■ **STATED GOAL**
Locate the line containing "Find the shell", then please write out that line and all the lines below it in the entries exactly.

■ **EXERCISE DATA**
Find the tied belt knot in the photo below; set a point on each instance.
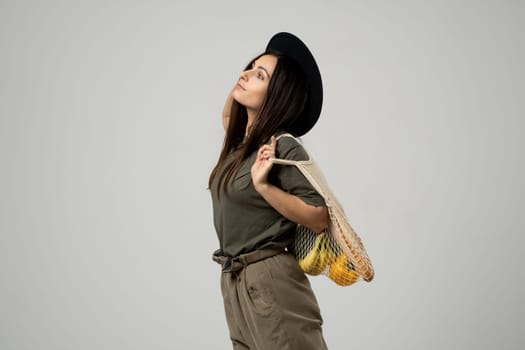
(237, 263)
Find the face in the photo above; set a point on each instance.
(253, 83)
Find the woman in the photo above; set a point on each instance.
(268, 301)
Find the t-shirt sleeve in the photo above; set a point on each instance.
(289, 178)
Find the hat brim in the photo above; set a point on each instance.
(293, 47)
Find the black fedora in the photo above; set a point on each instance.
(290, 45)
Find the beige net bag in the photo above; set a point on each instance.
(338, 251)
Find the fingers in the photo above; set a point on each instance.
(267, 151)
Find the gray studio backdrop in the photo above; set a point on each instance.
(110, 124)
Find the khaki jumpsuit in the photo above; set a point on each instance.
(268, 300)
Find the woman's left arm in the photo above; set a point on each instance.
(288, 205)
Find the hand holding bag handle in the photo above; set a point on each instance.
(340, 230)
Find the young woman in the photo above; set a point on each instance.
(268, 301)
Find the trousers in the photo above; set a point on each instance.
(269, 304)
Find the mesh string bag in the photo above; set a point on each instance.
(337, 252)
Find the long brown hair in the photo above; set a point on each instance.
(284, 102)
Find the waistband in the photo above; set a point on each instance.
(237, 263)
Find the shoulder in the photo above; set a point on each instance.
(290, 148)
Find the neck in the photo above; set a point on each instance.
(252, 114)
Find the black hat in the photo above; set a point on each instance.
(291, 46)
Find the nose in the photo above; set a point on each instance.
(244, 75)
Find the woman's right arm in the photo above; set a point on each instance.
(226, 111)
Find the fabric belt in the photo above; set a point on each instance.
(233, 264)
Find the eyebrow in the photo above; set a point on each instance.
(264, 69)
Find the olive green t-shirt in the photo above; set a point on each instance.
(244, 221)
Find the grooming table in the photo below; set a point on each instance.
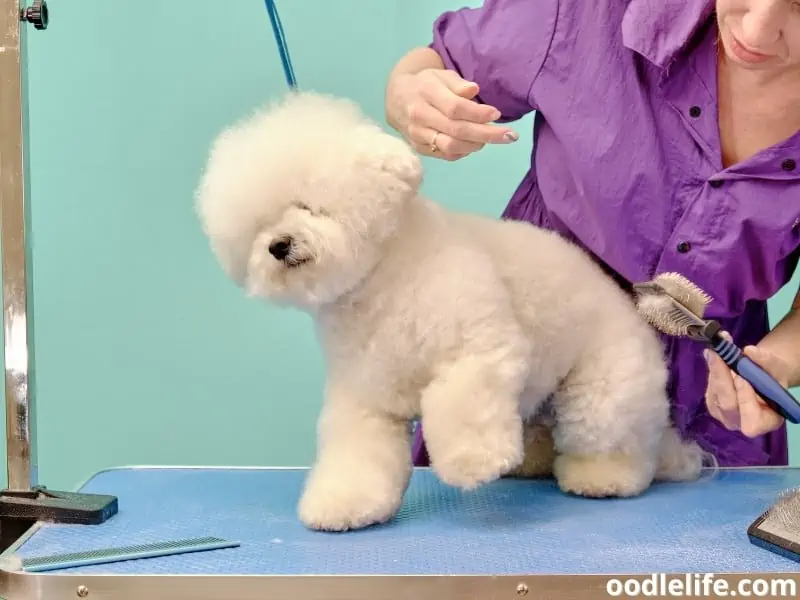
(511, 539)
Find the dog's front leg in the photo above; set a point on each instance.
(471, 420)
(363, 465)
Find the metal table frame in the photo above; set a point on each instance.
(15, 585)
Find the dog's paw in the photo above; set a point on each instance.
(347, 501)
(602, 475)
(469, 463)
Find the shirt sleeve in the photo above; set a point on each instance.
(501, 46)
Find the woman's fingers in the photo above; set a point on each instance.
(721, 392)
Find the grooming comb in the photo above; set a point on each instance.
(674, 305)
(40, 564)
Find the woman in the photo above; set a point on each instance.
(667, 139)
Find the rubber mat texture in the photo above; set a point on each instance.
(509, 527)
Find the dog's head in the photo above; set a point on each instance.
(298, 200)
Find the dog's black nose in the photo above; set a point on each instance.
(280, 248)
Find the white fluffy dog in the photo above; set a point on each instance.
(475, 324)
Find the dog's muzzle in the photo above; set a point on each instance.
(280, 248)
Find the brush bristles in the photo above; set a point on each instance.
(663, 314)
(786, 510)
(684, 291)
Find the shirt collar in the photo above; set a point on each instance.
(660, 29)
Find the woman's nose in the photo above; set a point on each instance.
(762, 25)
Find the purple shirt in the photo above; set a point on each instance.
(627, 163)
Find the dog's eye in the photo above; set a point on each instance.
(306, 207)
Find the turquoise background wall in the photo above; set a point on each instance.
(145, 353)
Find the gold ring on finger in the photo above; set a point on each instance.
(434, 147)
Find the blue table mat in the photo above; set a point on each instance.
(509, 527)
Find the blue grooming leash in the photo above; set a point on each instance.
(283, 48)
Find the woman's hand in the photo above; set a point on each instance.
(732, 401)
(435, 111)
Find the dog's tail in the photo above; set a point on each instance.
(682, 460)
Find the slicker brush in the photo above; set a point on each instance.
(675, 306)
(778, 529)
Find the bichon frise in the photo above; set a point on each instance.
(473, 323)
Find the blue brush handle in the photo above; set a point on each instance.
(773, 393)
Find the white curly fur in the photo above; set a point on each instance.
(477, 325)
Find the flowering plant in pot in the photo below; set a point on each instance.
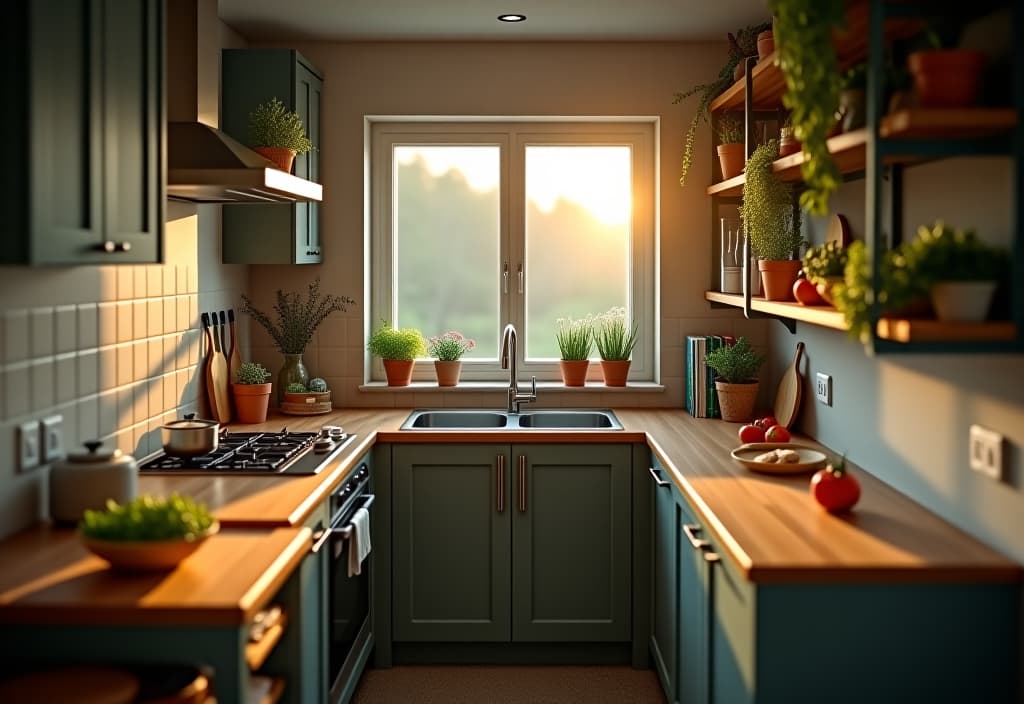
(398, 349)
(736, 368)
(252, 392)
(278, 133)
(574, 341)
(298, 318)
(772, 223)
(614, 343)
(449, 349)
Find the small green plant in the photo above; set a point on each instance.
(574, 338)
(771, 220)
(273, 125)
(730, 130)
(450, 347)
(147, 518)
(251, 372)
(737, 363)
(614, 341)
(403, 344)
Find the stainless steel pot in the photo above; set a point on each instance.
(189, 437)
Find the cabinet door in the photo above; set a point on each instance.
(452, 540)
(665, 580)
(571, 542)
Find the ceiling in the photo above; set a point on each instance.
(476, 19)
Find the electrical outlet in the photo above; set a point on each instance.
(51, 432)
(822, 388)
(986, 451)
(28, 445)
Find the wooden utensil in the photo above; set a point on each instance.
(790, 392)
(221, 407)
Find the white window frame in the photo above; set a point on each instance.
(512, 136)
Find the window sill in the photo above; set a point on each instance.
(547, 387)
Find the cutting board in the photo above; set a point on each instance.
(791, 390)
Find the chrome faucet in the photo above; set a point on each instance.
(509, 362)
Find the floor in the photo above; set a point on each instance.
(509, 685)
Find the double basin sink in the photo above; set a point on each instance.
(502, 420)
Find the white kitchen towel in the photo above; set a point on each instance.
(358, 544)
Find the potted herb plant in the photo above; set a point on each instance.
(736, 370)
(614, 343)
(298, 318)
(574, 341)
(278, 133)
(772, 223)
(252, 392)
(730, 147)
(398, 349)
(449, 349)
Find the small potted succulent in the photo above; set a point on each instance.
(252, 392)
(278, 133)
(398, 349)
(614, 343)
(449, 349)
(736, 368)
(574, 341)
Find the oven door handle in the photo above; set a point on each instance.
(346, 532)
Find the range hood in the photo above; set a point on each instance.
(204, 165)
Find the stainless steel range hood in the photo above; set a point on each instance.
(204, 165)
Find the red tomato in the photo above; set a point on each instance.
(752, 434)
(835, 488)
(807, 293)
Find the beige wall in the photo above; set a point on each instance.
(503, 79)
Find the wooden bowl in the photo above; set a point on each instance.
(146, 556)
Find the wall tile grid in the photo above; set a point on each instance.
(115, 369)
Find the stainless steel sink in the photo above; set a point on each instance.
(500, 420)
(569, 419)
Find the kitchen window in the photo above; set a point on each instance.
(478, 224)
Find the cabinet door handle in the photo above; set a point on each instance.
(522, 483)
(501, 483)
(657, 480)
(691, 530)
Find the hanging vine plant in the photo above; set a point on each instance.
(803, 41)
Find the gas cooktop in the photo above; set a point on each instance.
(257, 453)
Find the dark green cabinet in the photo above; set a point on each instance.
(520, 542)
(86, 128)
(273, 233)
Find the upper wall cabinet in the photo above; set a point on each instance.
(271, 233)
(84, 119)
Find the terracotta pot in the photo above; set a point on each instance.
(615, 371)
(281, 157)
(736, 400)
(251, 401)
(448, 371)
(732, 160)
(766, 44)
(573, 371)
(399, 371)
(778, 276)
(946, 78)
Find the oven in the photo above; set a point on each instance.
(349, 630)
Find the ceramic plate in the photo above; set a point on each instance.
(810, 458)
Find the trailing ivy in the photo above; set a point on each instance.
(803, 40)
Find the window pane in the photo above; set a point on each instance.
(446, 233)
(579, 215)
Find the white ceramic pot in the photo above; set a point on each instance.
(86, 480)
(962, 301)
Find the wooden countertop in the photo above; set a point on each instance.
(49, 577)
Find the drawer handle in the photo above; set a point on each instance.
(691, 530)
(657, 480)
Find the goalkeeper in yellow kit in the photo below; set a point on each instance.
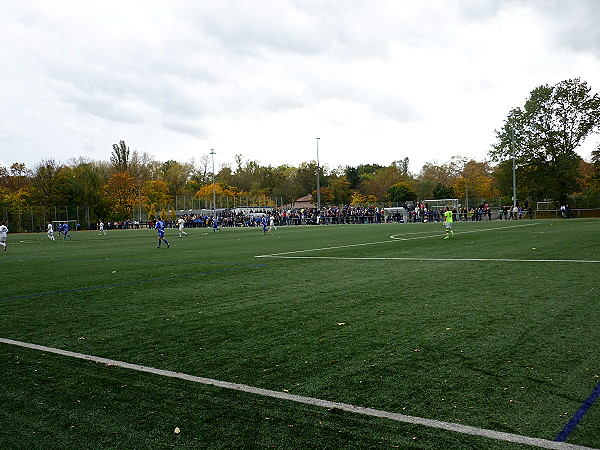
(448, 220)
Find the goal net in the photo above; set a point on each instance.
(439, 203)
(547, 206)
(57, 225)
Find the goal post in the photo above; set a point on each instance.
(56, 223)
(440, 203)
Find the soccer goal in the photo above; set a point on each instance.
(547, 206)
(56, 224)
(440, 203)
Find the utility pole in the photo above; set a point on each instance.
(318, 180)
(212, 152)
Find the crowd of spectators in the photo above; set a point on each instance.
(413, 213)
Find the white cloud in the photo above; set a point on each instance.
(376, 81)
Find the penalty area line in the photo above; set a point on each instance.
(463, 429)
(393, 238)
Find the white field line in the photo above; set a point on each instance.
(367, 258)
(393, 238)
(457, 428)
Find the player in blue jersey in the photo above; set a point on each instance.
(65, 230)
(160, 227)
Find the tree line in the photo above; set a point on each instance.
(541, 138)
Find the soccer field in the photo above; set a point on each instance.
(349, 336)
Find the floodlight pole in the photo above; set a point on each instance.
(212, 152)
(318, 180)
(512, 141)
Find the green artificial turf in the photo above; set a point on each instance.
(413, 324)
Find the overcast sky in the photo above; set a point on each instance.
(376, 81)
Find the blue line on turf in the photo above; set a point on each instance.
(587, 404)
(66, 291)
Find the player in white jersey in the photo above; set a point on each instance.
(51, 232)
(181, 223)
(3, 234)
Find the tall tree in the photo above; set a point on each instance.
(121, 192)
(51, 184)
(120, 157)
(553, 123)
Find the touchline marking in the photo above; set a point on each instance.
(435, 259)
(583, 409)
(463, 429)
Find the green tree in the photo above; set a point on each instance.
(443, 191)
(120, 157)
(51, 184)
(401, 193)
(122, 195)
(553, 123)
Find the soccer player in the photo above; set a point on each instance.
(181, 223)
(216, 225)
(264, 223)
(3, 233)
(160, 227)
(65, 230)
(448, 219)
(51, 232)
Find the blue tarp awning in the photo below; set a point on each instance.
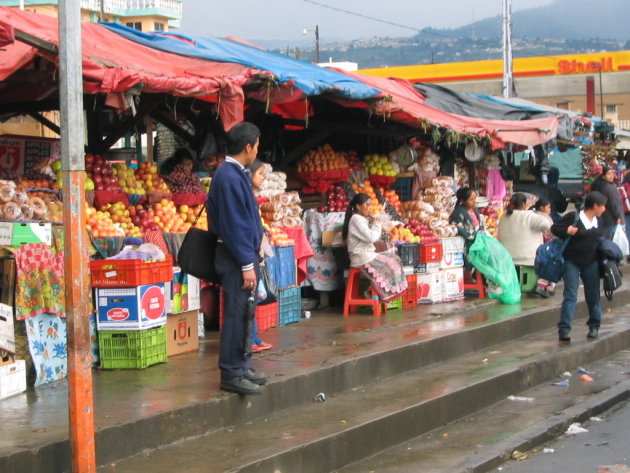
(312, 80)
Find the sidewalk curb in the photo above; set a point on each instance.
(548, 430)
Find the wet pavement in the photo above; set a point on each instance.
(182, 398)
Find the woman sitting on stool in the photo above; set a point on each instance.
(361, 231)
(520, 231)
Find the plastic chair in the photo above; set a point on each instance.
(478, 285)
(353, 297)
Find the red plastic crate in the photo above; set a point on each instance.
(130, 272)
(430, 252)
(266, 315)
(410, 298)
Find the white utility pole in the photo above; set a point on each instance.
(508, 76)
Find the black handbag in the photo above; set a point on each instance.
(270, 286)
(196, 253)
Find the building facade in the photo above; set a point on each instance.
(144, 15)
(598, 82)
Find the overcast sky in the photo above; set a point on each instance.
(286, 19)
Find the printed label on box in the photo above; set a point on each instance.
(426, 268)
(430, 288)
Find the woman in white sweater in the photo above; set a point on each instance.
(361, 231)
(521, 231)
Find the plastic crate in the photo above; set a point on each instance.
(408, 253)
(403, 187)
(526, 277)
(289, 305)
(132, 349)
(282, 266)
(430, 252)
(266, 315)
(410, 297)
(131, 272)
(395, 304)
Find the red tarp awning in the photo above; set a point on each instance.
(402, 103)
(113, 64)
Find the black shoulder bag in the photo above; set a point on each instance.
(196, 254)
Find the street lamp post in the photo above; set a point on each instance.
(316, 31)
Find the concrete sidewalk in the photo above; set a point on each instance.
(144, 409)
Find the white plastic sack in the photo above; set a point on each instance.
(621, 240)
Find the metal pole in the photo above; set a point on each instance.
(508, 78)
(317, 41)
(601, 92)
(76, 263)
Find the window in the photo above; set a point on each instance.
(136, 25)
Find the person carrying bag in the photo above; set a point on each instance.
(584, 227)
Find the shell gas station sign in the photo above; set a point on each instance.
(542, 66)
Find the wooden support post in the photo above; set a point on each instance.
(76, 261)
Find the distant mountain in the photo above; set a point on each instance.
(563, 19)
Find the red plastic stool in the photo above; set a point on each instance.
(478, 285)
(353, 297)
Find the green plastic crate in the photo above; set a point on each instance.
(289, 305)
(132, 349)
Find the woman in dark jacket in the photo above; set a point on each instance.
(614, 208)
(580, 261)
(466, 218)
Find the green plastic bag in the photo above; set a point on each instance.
(492, 260)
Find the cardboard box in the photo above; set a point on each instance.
(182, 333)
(426, 268)
(184, 293)
(7, 335)
(15, 233)
(131, 308)
(430, 288)
(452, 260)
(332, 238)
(7, 282)
(453, 281)
(12, 379)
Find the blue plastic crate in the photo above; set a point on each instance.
(282, 266)
(403, 187)
(289, 305)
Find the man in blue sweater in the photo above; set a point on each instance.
(233, 215)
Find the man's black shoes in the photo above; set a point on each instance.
(255, 377)
(593, 333)
(240, 385)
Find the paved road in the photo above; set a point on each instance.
(606, 444)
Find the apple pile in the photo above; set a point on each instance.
(378, 165)
(120, 215)
(147, 175)
(100, 171)
(101, 224)
(321, 159)
(366, 188)
(280, 238)
(127, 179)
(54, 209)
(353, 160)
(181, 181)
(400, 234)
(394, 199)
(421, 230)
(336, 199)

■ **EXERCISE SOLUTION**
Find the shell gas station sign in the photo above; set a point on each instance.
(542, 66)
Find the wooden support post in the photo above; set a point on each instance.
(76, 261)
Find the distant mountain in the photo above; set a point on each instance.
(563, 19)
Find the red plastic stool in the photo above; set a point on each instance.
(478, 285)
(353, 297)
Find the green plastic crate in the photo above; set a point on each instance.
(289, 305)
(132, 349)
Find the woman in dark jacket in the photo above; set a point on each instance.
(614, 208)
(580, 261)
(466, 218)
Find the green plastic bag in the photo above; set a point on each instance.
(492, 260)
Find the cardboard box in the photo above; set a point on each instance.
(182, 333)
(426, 268)
(184, 293)
(7, 335)
(15, 233)
(131, 308)
(430, 288)
(452, 260)
(332, 238)
(7, 282)
(453, 281)
(12, 379)
Find the blue plastic crate in the photo above; set a point on each instance.
(282, 266)
(403, 187)
(289, 305)
Find the man in blue sweater in the photo above; set a point on each instance.
(233, 215)
Find the man's black shoes in the photo above; set a point on each instance.
(255, 377)
(593, 333)
(240, 385)
Find the paved road in the photo above; set a point on each instance.
(606, 444)
Find the apple pile in the photo above; set a point on each instance.
(378, 165)
(120, 215)
(147, 175)
(100, 171)
(101, 224)
(321, 159)
(366, 188)
(280, 238)
(127, 179)
(54, 209)
(353, 160)
(181, 181)
(400, 234)
(394, 199)
(421, 230)
(336, 199)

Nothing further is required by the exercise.